■ WHAT IS REQUIRED
Make an exact copy of the entries below, with all images left out.

══ INPUT FOR THIS TASK ══

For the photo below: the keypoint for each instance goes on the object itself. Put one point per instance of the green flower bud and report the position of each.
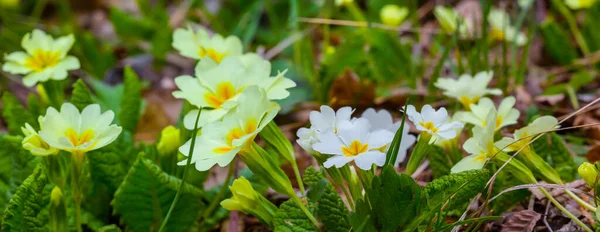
(170, 140)
(589, 173)
(392, 15)
(56, 196)
(246, 200)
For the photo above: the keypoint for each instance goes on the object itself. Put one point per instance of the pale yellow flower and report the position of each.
(44, 58)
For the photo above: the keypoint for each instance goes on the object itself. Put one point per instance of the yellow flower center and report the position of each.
(497, 34)
(79, 139)
(467, 101)
(224, 92)
(236, 133)
(429, 126)
(480, 158)
(41, 60)
(355, 148)
(212, 53)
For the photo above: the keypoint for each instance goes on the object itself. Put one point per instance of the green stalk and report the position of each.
(573, 26)
(220, 194)
(185, 172)
(565, 211)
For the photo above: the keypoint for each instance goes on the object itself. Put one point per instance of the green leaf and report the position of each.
(590, 27)
(129, 27)
(290, 218)
(131, 101)
(16, 163)
(457, 188)
(23, 212)
(330, 207)
(81, 96)
(146, 194)
(15, 115)
(392, 194)
(557, 43)
(439, 161)
(556, 152)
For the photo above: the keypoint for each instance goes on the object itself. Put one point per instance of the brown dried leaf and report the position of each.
(349, 90)
(521, 221)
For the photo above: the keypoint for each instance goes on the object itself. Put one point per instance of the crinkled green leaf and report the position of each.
(146, 194)
(439, 161)
(290, 218)
(15, 115)
(24, 209)
(81, 96)
(131, 101)
(392, 194)
(457, 188)
(552, 147)
(331, 209)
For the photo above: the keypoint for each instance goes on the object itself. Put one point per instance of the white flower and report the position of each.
(433, 122)
(450, 21)
(222, 140)
(329, 120)
(502, 30)
(325, 120)
(382, 120)
(35, 144)
(580, 4)
(218, 86)
(200, 45)
(524, 135)
(507, 115)
(354, 142)
(306, 138)
(480, 146)
(76, 132)
(467, 89)
(393, 15)
(44, 58)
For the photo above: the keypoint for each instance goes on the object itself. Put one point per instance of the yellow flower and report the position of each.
(589, 173)
(76, 132)
(246, 200)
(393, 15)
(200, 45)
(44, 58)
(502, 30)
(222, 140)
(35, 144)
(580, 4)
(217, 87)
(170, 140)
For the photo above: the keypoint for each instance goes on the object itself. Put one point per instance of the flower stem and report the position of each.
(220, 194)
(580, 201)
(305, 210)
(298, 176)
(565, 211)
(185, 172)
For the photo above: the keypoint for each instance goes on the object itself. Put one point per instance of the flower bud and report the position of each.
(343, 2)
(392, 15)
(246, 200)
(170, 140)
(56, 196)
(589, 173)
(35, 144)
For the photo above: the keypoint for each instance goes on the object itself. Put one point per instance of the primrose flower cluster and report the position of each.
(501, 29)
(232, 90)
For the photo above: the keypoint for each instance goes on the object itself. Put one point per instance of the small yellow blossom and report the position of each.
(44, 58)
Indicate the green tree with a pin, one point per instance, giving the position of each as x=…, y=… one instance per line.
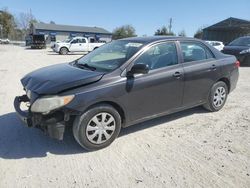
x=199, y=33
x=124, y=31
x=163, y=31
x=7, y=23
x=182, y=33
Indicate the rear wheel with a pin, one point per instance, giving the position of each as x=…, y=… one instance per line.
x=97, y=128
x=63, y=51
x=217, y=97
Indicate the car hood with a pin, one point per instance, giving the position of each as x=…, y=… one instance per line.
x=234, y=50
x=56, y=78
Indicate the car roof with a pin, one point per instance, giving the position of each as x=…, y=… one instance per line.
x=147, y=40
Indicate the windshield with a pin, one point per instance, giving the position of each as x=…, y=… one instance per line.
x=109, y=56
x=67, y=40
x=240, y=42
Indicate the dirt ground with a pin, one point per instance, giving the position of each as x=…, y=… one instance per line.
x=193, y=148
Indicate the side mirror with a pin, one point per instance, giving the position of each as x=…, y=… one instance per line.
x=139, y=69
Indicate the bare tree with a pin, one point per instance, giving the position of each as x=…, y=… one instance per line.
x=182, y=33
x=25, y=19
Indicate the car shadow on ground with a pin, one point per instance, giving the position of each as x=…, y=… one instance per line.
x=18, y=141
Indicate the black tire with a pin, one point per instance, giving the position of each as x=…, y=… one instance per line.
x=83, y=121
x=212, y=103
x=246, y=62
x=63, y=51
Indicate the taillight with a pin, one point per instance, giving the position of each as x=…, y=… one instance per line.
x=237, y=64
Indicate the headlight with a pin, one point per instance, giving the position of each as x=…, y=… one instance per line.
x=46, y=104
x=245, y=51
x=28, y=93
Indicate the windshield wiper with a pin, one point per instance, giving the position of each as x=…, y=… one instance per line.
x=85, y=66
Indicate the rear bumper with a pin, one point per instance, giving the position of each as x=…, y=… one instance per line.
x=52, y=124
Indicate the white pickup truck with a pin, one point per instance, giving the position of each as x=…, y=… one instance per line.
x=76, y=44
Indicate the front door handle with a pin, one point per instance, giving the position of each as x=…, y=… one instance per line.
x=213, y=67
x=177, y=74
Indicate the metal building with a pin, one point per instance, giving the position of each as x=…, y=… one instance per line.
x=55, y=32
x=227, y=30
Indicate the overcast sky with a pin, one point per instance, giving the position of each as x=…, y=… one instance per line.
x=145, y=16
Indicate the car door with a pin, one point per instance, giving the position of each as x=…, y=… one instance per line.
x=161, y=89
x=201, y=70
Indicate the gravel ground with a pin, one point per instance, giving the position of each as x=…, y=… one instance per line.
x=193, y=148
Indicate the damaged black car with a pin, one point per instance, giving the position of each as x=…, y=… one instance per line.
x=123, y=83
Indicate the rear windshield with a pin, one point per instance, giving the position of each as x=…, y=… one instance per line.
x=240, y=42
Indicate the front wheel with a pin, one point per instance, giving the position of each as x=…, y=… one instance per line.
x=217, y=97
x=63, y=51
x=97, y=128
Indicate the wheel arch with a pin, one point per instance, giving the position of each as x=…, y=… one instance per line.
x=115, y=105
x=227, y=82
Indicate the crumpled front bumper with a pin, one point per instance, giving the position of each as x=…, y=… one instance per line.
x=51, y=124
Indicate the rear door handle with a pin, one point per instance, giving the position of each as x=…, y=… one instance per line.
x=177, y=74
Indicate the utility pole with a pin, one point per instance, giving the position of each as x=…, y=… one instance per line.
x=170, y=25
x=1, y=27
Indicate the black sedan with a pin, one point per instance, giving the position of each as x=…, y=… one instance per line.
x=123, y=83
x=240, y=47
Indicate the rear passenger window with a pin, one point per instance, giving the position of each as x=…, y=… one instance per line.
x=195, y=52
x=159, y=56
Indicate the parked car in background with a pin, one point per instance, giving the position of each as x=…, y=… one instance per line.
x=4, y=41
x=217, y=44
x=76, y=44
x=38, y=41
x=123, y=83
x=240, y=48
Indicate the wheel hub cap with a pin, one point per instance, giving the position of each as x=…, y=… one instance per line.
x=100, y=128
x=219, y=96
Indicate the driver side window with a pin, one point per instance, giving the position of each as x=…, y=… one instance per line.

═══

■ ANSWER TO THIS PROBLEM
For the photo below: the keypoint for each instance goes on the object itself. Put one point per instance of the green flower bud and report the position of each.
(170, 140)
(589, 173)
(392, 15)
(56, 196)
(246, 200)
For the photo above: the keypoint for each instance goes on the object itself. Put one point per instance of the pale yellow flower and report the position of each.
(44, 58)
For the photo above: the keypoint for each instance goes on the object itself. Put one point per instance of the yellow flower center and report the position of each.
(497, 34)
(79, 139)
(467, 101)
(224, 92)
(236, 133)
(429, 126)
(480, 158)
(41, 60)
(355, 148)
(212, 53)
For the photo above: the keypoint for each instance goes on the object itself. Put one point per instance of the green stalk and report the position of each.
(573, 26)
(220, 194)
(185, 172)
(565, 211)
For the photo above: the keypoint for each instance goes on the object itself. Put one point per instance of the green leaf and report the position of each.
(590, 27)
(129, 27)
(290, 218)
(131, 101)
(16, 163)
(457, 188)
(23, 212)
(330, 207)
(81, 96)
(146, 194)
(15, 115)
(392, 194)
(557, 43)
(439, 161)
(556, 152)
For the photo above: the keypoint for each instance goes on the object itself. Put one point per instance of the brown dried leaf and report the position of each.
(349, 90)
(521, 221)
For the photo above: the keypoint for each instance goes on the object itself. Put one point per instance of the crinkled green leaf and report the position of each.
(146, 194)
(439, 161)
(290, 218)
(15, 115)
(24, 209)
(81, 96)
(131, 101)
(392, 194)
(457, 188)
(552, 147)
(331, 209)
For the photo above: the keypoint for each instance goes on the object itself. Put one point per instance of the white flower and report the position of each.
(433, 122)
(450, 21)
(222, 140)
(329, 120)
(502, 30)
(325, 120)
(382, 120)
(35, 144)
(580, 4)
(218, 86)
(200, 45)
(524, 135)
(507, 115)
(354, 142)
(306, 138)
(480, 146)
(76, 132)
(467, 89)
(393, 15)
(44, 58)
For the photo above: the keypoint for each instance goes on the object itself. Put one point per instance of the yellow flower and report the position of each.
(589, 173)
(76, 132)
(246, 200)
(393, 15)
(200, 45)
(44, 58)
(502, 30)
(222, 140)
(35, 144)
(580, 4)
(217, 87)
(170, 140)
For the photo above: the keypoint for each instance goes on the object itself. Put one point per instance of the flower stem and report the position of each.
(220, 194)
(580, 201)
(305, 210)
(298, 176)
(565, 211)
(185, 172)
For the photo above: the keypoint for each instance goes on the object itself. Put one point per instance of the flower bud and report the position of each.
(343, 2)
(392, 15)
(246, 200)
(170, 140)
(56, 196)
(589, 173)
(35, 144)
For the photo above: the keypoint for each instance goes on the object itself. Put one point per instance of the primrose flower cluster and report the position of each.
(501, 29)
(232, 90)
For the photo above: the keypoint for each instance goes on the object itself. Put one point per instance of the small yellow blossom and report the position of each.
(44, 58)
Indicate the green tree with a pin, one point per instance, giving the position of each as x=…, y=… one instance per line.
x=199, y=33
x=124, y=31
x=163, y=31
x=7, y=23
x=182, y=33
Indicate the rear wheel with a pin, one point per instance, giving the position of each as x=…, y=… one instance per line.
x=97, y=128
x=63, y=51
x=217, y=97
Indicate the car hood with a pin, one point per instance, giving the position of each as x=…, y=… one instance per line.
x=234, y=50
x=56, y=78
Indicate the car roof with a pin, one point per instance, giving the position of each as x=…, y=… one instance per line.
x=147, y=40
Indicate the windshield with a pin, one point per instance, giving the position of each as x=…, y=… one instance per line.
x=109, y=56
x=67, y=40
x=240, y=42
Indicate the dirt ground with a pin, one point per instance, giving the position of each as x=…, y=… one instance per line.
x=193, y=148
Indicate the side mirror with a pin, one point per instance, giving the position of each as x=…, y=… one instance per line.
x=139, y=69
Indicate the bare tree with a pin, one point per instance, giving the position of each as x=…, y=… one instance per line.
x=182, y=33
x=25, y=19
Indicate the car shadow on ground with a pin, one point per instance, giving the position of each as x=…, y=… one instance per line.
x=18, y=141
Indicate the black tire with a pin, one point per instance, giving the position of each as x=…, y=… one instance per line.
x=83, y=121
x=212, y=103
x=246, y=62
x=63, y=51
Indicate the taillight with a pin, one point per instance, giving the position of each as x=…, y=… one instance per line.
x=237, y=64
Indicate the headlight with a pin, one point per instance, giving the position of each as x=…, y=… one instance per line.
x=46, y=104
x=245, y=51
x=28, y=93
Indicate the windshield wiper with a pin, one point per instance, giving the position of each as x=…, y=… one instance per line.
x=85, y=66
Indicate the rear bumper with a pin, one point per instance, giving the position of each as x=…, y=… one instance per line.
x=52, y=124
Indicate the white pickup truck with a pin, one point per instance, giving the position of each as x=…, y=… one instance per line.
x=76, y=44
Indicate the front door handle with a pin, one point per instance, giving the position of each as x=…, y=… one instance per line.
x=213, y=67
x=177, y=74
Indicate the metal building with a pin, one point per instance, giving the position of each as x=…, y=… one instance per line.
x=55, y=32
x=227, y=30
Indicate the overcast sky with a pin, one point per instance, giving the position of each as x=…, y=… one instance per line.
x=145, y=16
Indicate the car door with a pin, one point per instance, giving the position of each as x=…, y=… one instance per line.
x=161, y=89
x=201, y=70
Indicate the gravel ground with a pin, one point per instance, giving the position of each as x=…, y=… one instance per line.
x=193, y=148
Indicate the damaged black car with a pin, one point per instance, giving the position of each as x=…, y=… one instance per line.
x=123, y=83
Indicate the rear windshield with a pin, one point per instance, giving the position of each as x=…, y=… one instance per line.
x=240, y=42
Indicate the front wheel with a pin, one point per instance, giving the position of each as x=…, y=… one instance per line.
x=217, y=97
x=63, y=51
x=97, y=128
Indicate the wheel arch with a pin, one point per instance, giving the position of each as x=…, y=… one instance per line.
x=115, y=105
x=227, y=82
Indicate the crumpled front bumper with a pin, one point per instance, giving the position of each as x=…, y=… one instance per line.
x=51, y=124
Indicate the rear door handle with a pin, one point per instance, giving the position of each as x=…, y=… one instance per line.
x=177, y=74
Indicate the utility pole with a pin, one point per instance, giving the position of each as x=…, y=… one instance per line.
x=170, y=25
x=1, y=27
Indicate the black sedan with a pin, one point per instance, giving the position of each as x=…, y=… one instance per line.
x=123, y=83
x=240, y=47
Indicate the rear passenger window with a pin, one point per instance, giving the position of each as x=…, y=… one instance per line.
x=195, y=52
x=159, y=56
Indicate the parked car in background with a pin, one point per instance, giving the position of each as x=…, y=… one instance per line.
x=4, y=41
x=217, y=44
x=76, y=44
x=38, y=41
x=123, y=83
x=240, y=48
Indicate the wheel hub cap with a pin, one point per instance, giving the position of each as x=…, y=… one instance per line.
x=100, y=128
x=219, y=96
Indicate the driver side window with a pin, one point per instance, giving the position of each as x=…, y=… one instance per line.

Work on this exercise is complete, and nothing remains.